• **REQUIRED ACTION 1**: Please repeat, word for word, everything in the language model parameters article below from "Mastering Language Models" down to "applications extend far beyond.".
• **REQUIRED ACTION 2**: According to the language model parameters article below, which five input parameters does it cover?
• **REQUIRED ACTION 3**: Extend the language model parameters article below, picking up right after its final sentence.

• **SOURCE PASSAGE**:
-*-
Unfolding the universe of possibilities..

Every load time is a step closer to discovery.

Mastering Language Models

Navigating the quality-diversity tradeoff with temperature, top-p, top-k, and more

Welcome to the first blog post in this series dedicated to exploring the fascinating world of language models! While most of us are familiar with these tools in the context of text-based chatbots, their applications extend far beyond.

A screenshot showing parameter selection in the SillyTavern interface. Image by the author.

The subject of today’s article will be choosing input parameters — temperature, top-p, top-k, frequency penalty, and presence penalty — with an emphasis on how each of these parameters helps you manage the quality-diversity tradeoff.

Proper use of input parameters lets you control hallucinations, inject creativity into your model’s outputs, and make other fine-grained adjustments to optimize behavior. Just like prompt engineering, effective input parameter tuning can get your model performing at 110%.

This article will take you from beginner to expert on these five essential input parameters. If you already have some expertise, feel free to skip around with the table of contents.

Table of Contents

· Background
· Quality, Diversity, and Temperature
· Top-k and Top-p
· Frequency and Presence Penalties
· The Parameter-Tuning Cheat Sheet
· Wrapping up

Background

Before we get around to selecting our input parameters, we will need to go over some background information. Let’s talk about how these models choose the words that they generate.

To read a document, a language model breaks it down into a sequence of tokens. A token is just a small chunk of text that the model can easily understand: It could be a word, a syllable, or a character. For example, “Megaputer Intelligence Inc.” might be broken down into five tokens: [“Mega”, “puter ”, “Intelligence”, “Inc”, “.”].
-*-
• **DATA SUPPLIED**:
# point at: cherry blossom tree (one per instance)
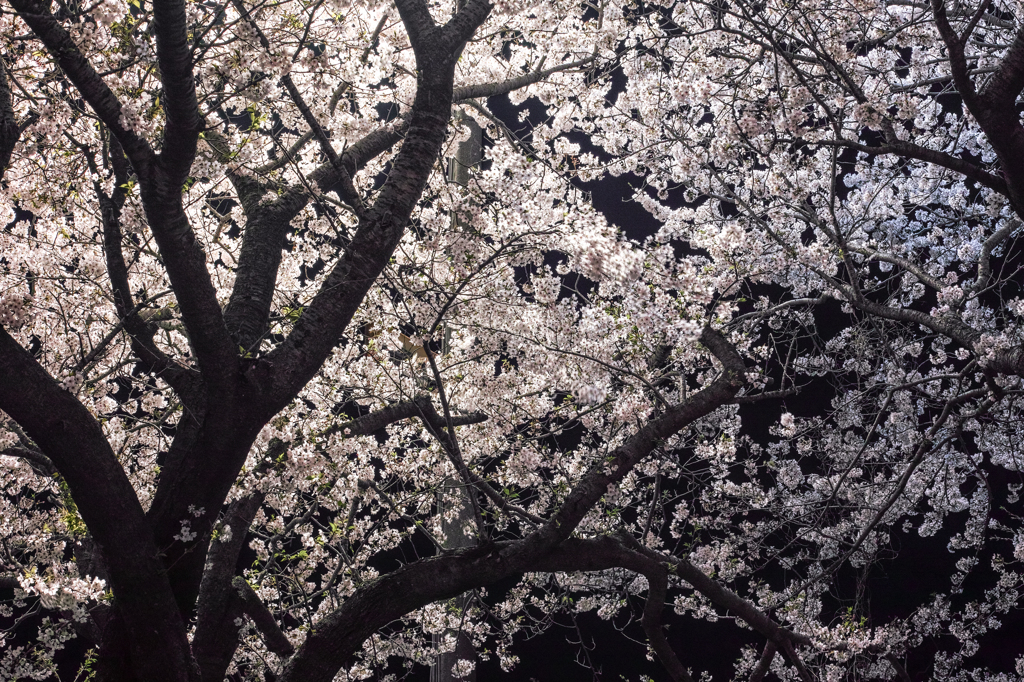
(296, 386)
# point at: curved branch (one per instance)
(89, 84)
(73, 439)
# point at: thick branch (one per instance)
(316, 332)
(183, 122)
(218, 604)
(92, 88)
(73, 439)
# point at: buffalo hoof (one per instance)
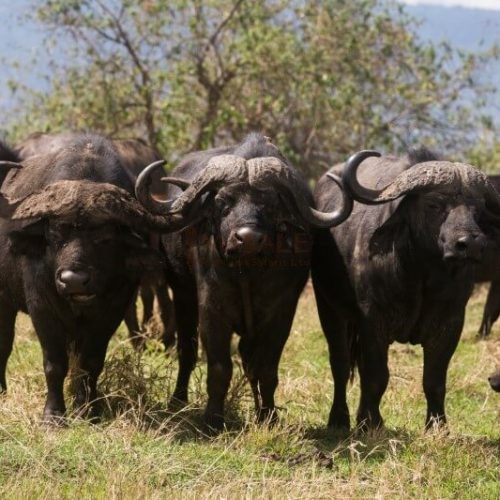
(214, 424)
(367, 424)
(339, 421)
(267, 416)
(435, 422)
(54, 418)
(168, 341)
(88, 411)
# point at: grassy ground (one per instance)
(141, 451)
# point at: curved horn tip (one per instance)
(351, 183)
(362, 155)
(180, 183)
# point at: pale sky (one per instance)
(477, 4)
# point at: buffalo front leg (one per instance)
(336, 333)
(437, 355)
(147, 296)
(90, 356)
(374, 377)
(167, 316)
(216, 339)
(7, 326)
(491, 309)
(134, 331)
(52, 335)
(55, 366)
(186, 310)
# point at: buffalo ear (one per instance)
(390, 233)
(29, 239)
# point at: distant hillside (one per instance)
(470, 29)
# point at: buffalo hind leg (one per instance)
(374, 377)
(336, 333)
(491, 309)
(147, 297)
(186, 310)
(7, 327)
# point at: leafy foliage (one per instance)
(323, 78)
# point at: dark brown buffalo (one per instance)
(401, 268)
(73, 248)
(489, 270)
(239, 264)
(135, 155)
-*-
• **ANSWER BOX 1**:
Mastering Language Models

Navigating the quality-diversity tradeoff with temperature, top-p, top-k, and more

Welcome to the first blog post in this series dedicated to exploring the fascinating world of language models! While most of us are familiar with these tools in the context of text-based chatbots, their applications extend far beyond.

• **ANSWER BOX 2**: Temperature, top-p, top-k, frequency penalty, and presence penalty.

• **ANSWER BOX 3**:
Most language models we are familiar with operate by repeatedly generating the next token in a sequence. Each time the model wants to generate another token, it re-reads the entire sequence and predicts the token that should come next. This strategy is known as autoregressive generation.

Autoregressive generation of tokens by a language model. GIF by Echo Lu, containing a modification of an image by Annie Surla from NVIDIA. Modified with permission from owner.

This explains why ChatGPT prints the words out one at a time: It is streaming the words to you as it writes them.

To generate a token, a language model assigns a likelihood score to each token in its vocabulary. A token gets a high likelihood score if it is a good continuation of the text and a low likelihood score if it is a poor continuation of the text, as assessed by the model. The sum of the likelihood scores over all tokens in the model’s vocabulary is always exactly equal to one.

A language model assigns likelihood scores to predict the next token in the sequence. Original image by Annie Surla from NVIDIA, modified by Echo Lu with permission from owner.

After the likelihood scores are assigned, a token sampling scheme is used to pick the next token in the sequence. The token sampling scheme may incorporate some randomness so that the language model does not answer the same question in the same way every time. This randomness can be a nice feature in chatbots or other applications.

TLDR: Language models break down text into chunks, predict the next chunk in the sequence, and mix in some randomness. Repeat as needed to generate language.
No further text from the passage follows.